Start of Block

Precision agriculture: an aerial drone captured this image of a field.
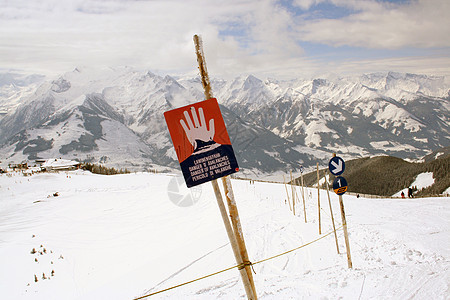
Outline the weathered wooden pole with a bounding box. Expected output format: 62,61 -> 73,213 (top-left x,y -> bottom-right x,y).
324,170 -> 340,254
283,175 -> 292,211
339,194 -> 352,268
193,34 -> 257,299
300,168 -> 307,223
290,170 -> 296,216
222,177 -> 257,298
316,162 -> 321,234
210,180 -> 256,298
193,35 -> 213,101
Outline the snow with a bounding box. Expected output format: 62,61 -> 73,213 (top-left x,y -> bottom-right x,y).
304,120 -> 337,147
347,127 -> 353,135
411,172 -> 435,190
292,145 -> 330,160
370,141 -> 390,148
333,145 -> 370,157
414,137 -> 428,143
1,170 -> 449,299
393,172 -> 435,197
444,187 -> 450,196
263,150 -> 280,159
375,103 -> 424,132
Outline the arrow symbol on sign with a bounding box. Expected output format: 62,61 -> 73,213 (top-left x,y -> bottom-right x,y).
331,160 -> 343,174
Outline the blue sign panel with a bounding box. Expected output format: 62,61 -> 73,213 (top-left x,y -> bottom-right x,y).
329,156 -> 345,176
332,176 -> 348,195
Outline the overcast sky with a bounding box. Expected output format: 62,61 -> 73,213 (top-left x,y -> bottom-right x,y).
1,0 -> 449,79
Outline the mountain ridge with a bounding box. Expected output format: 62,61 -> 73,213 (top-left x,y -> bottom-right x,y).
0,67 -> 448,178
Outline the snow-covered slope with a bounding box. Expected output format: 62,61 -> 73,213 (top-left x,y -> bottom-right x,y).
0,73 -> 46,121
0,68 -> 449,174
219,74 -> 449,159
0,171 -> 449,299
0,67 -> 196,170
392,172 -> 436,197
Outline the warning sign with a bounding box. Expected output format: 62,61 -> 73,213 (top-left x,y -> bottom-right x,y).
164,98 -> 239,188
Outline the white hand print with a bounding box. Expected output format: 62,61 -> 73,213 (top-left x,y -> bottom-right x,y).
180,106 -> 215,151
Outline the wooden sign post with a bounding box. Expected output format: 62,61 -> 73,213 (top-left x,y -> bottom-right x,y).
339,194 -> 352,268
193,34 -> 257,299
329,153 -> 352,269
324,170 -> 340,254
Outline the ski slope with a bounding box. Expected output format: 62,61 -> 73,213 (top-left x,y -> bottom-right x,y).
0,171 -> 449,299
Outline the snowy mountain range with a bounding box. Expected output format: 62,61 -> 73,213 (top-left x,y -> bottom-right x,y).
0,67 -> 449,177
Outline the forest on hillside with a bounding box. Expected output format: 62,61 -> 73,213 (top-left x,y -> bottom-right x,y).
299,153 -> 449,197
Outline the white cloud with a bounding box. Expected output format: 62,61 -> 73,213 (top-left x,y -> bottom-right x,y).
292,0 -> 327,10
297,0 -> 450,49
0,0 -> 449,79
316,55 -> 450,78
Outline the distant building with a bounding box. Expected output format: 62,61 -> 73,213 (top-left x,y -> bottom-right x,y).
41,158 -> 81,171
8,162 -> 28,170
35,159 -> 47,166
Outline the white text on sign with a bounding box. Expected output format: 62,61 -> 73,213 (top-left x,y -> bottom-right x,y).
189,152 -> 232,182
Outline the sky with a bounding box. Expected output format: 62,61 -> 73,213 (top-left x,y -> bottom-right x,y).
1,0 -> 449,80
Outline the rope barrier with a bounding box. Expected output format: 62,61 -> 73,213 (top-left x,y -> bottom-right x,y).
252,225 -> 343,266
133,265 -> 238,300
133,225 -> 344,299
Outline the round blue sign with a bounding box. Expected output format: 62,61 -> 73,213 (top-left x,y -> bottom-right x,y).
328,156 -> 345,176
332,176 -> 348,195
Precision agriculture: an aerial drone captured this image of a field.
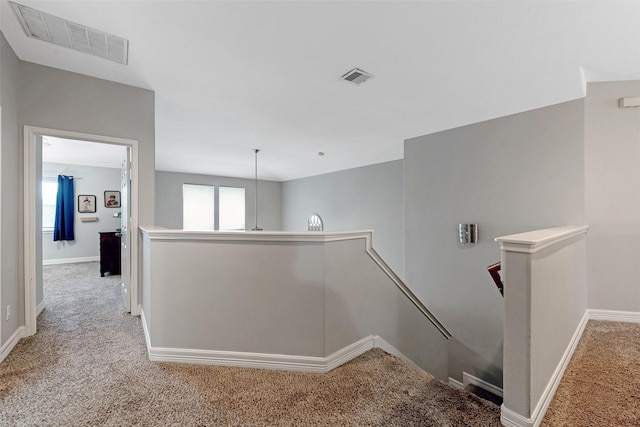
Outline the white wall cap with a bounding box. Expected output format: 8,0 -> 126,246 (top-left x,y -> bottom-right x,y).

End of Block

◆ Task details
Write the records out in full, word for word; leave every picture behind.

◆ Result of the exercise
Precision agriculture: an aerial drone captured this image of a field.
Outline the weathered wooden pole with a bounding box. Expected output format: 62,61 -> 73,213 (top-left x,y -> bottom-right x,y).
324,170 -> 340,254
283,175 -> 292,211
339,194 -> 352,268
193,34 -> 257,299
300,168 -> 307,223
290,170 -> 296,216
222,177 -> 257,298
316,162 -> 321,234
210,180 -> 256,298
193,35 -> 213,101
Outline the snow with a bounding box. Expected output format: 62,61 -> 73,213 (top-left x,y -> bottom-right x,y).
304,120 -> 337,147
347,127 -> 353,135
411,172 -> 435,190
292,145 -> 330,160
370,141 -> 390,148
333,145 -> 370,157
414,137 -> 428,143
1,170 -> 449,299
393,172 -> 435,197
444,187 -> 450,196
263,150 -> 280,159
375,103 -> 424,132
Outline the arrow symbol on sign with a bounding box. Expected output format: 62,61 -> 73,213 (top-left x,y -> bottom-right x,y).
331,160 -> 343,174
Outline the blue sign panel with a bounding box. Expected output format: 62,61 -> 73,213 (top-left x,y -> bottom-right x,y).
329,156 -> 345,176
332,176 -> 348,195
Outline the overcast sky with a bounding box. Expected output format: 62,61 -> 73,213 (top-left x,y -> bottom-right x,y).
1,0 -> 449,79
Outline the mountain ridge with a bounding box. Expected output format: 62,61 -> 73,213 (top-left x,y -> bottom-right x,y).
0,67 -> 448,178
Outline the snow-covered slope with a bounding box. Expected output format: 62,61 -> 73,213 (top-left x,y -> bottom-right x,y).
0,73 -> 46,121
0,68 -> 449,174
219,74 -> 449,159
0,171 -> 449,299
0,67 -> 196,170
392,172 -> 436,197
Outline the warning sign with a bounding box. Expected output format: 62,61 -> 73,213 (top-left x,y -> bottom-right x,y).
164,98 -> 239,188
Outline the white hand print with a bounding box. Expected output format: 62,61 -> 73,213 (top-left x,y -> bottom-right x,y).
180,106 -> 215,151
Outline the wooden sign post with a bounding box. Expected output format: 62,61 -> 73,213 (top-left x,y -> bottom-right x,y).
339,194 -> 352,268
193,34 -> 257,299
329,153 -> 352,269
324,170 -> 340,254
Outline the ski slope with a bounding box. Expected output format: 62,61 -> 73,213 (top-left x,y -> bottom-right x,y).
0,171 -> 449,299
Outline the snowy mountain range with a bounding box. Expected output format: 62,61 -> 73,213 (top-left x,y -> bottom-right x,y).
0,67 -> 449,177
Outline the forest on hillside with a bounding box. Expected output format: 62,61 -> 73,213 (top-left x,y -> bottom-right x,y).
299,153 -> 449,197
Outline the white cloud with a bounding box. Expected output format: 62,61 -> 73,213 (top-left x,y -> bottom-right x,y).
292,0 -> 327,10
297,0 -> 450,49
0,0 -> 449,79
316,55 -> 450,78
Outline the distant building with a bounding box. Expected output format: 62,61 -> 73,213 (top-left x,y -> bottom-right x,y).
41,158 -> 81,171
8,162 -> 28,170
35,159 -> 47,166
Outline the white text on sign with a bounding box. Expected output format: 62,61 -> 73,213 (top-left x,y -> bottom-right x,y).
189,152 -> 232,182
Outline the sky with a bounding box. Expected output format: 62,61 -> 73,213 (top-left x,y -> bottom-right x,y).
1,0 -> 449,80
Outline the rope barrier with a bounding box. Expected output format: 62,61 -> 73,213 (top-left x,y -> bottom-right x,y).
252,225 -> 343,266
133,265 -> 238,300
133,225 -> 344,299
Outline the round blue sign with a bounding box. Expected output format: 62,61 -> 73,213 (top-left x,y -> bottom-right x,y).
328,156 -> 345,176
332,176 -> 348,195
Precision agriculture: an aerial drone captured this image of a field.
Outline the white wall cap with a bounding box. Expected output format: 8,0 -> 126,246 (top-left x,y -> bottom-right x,y).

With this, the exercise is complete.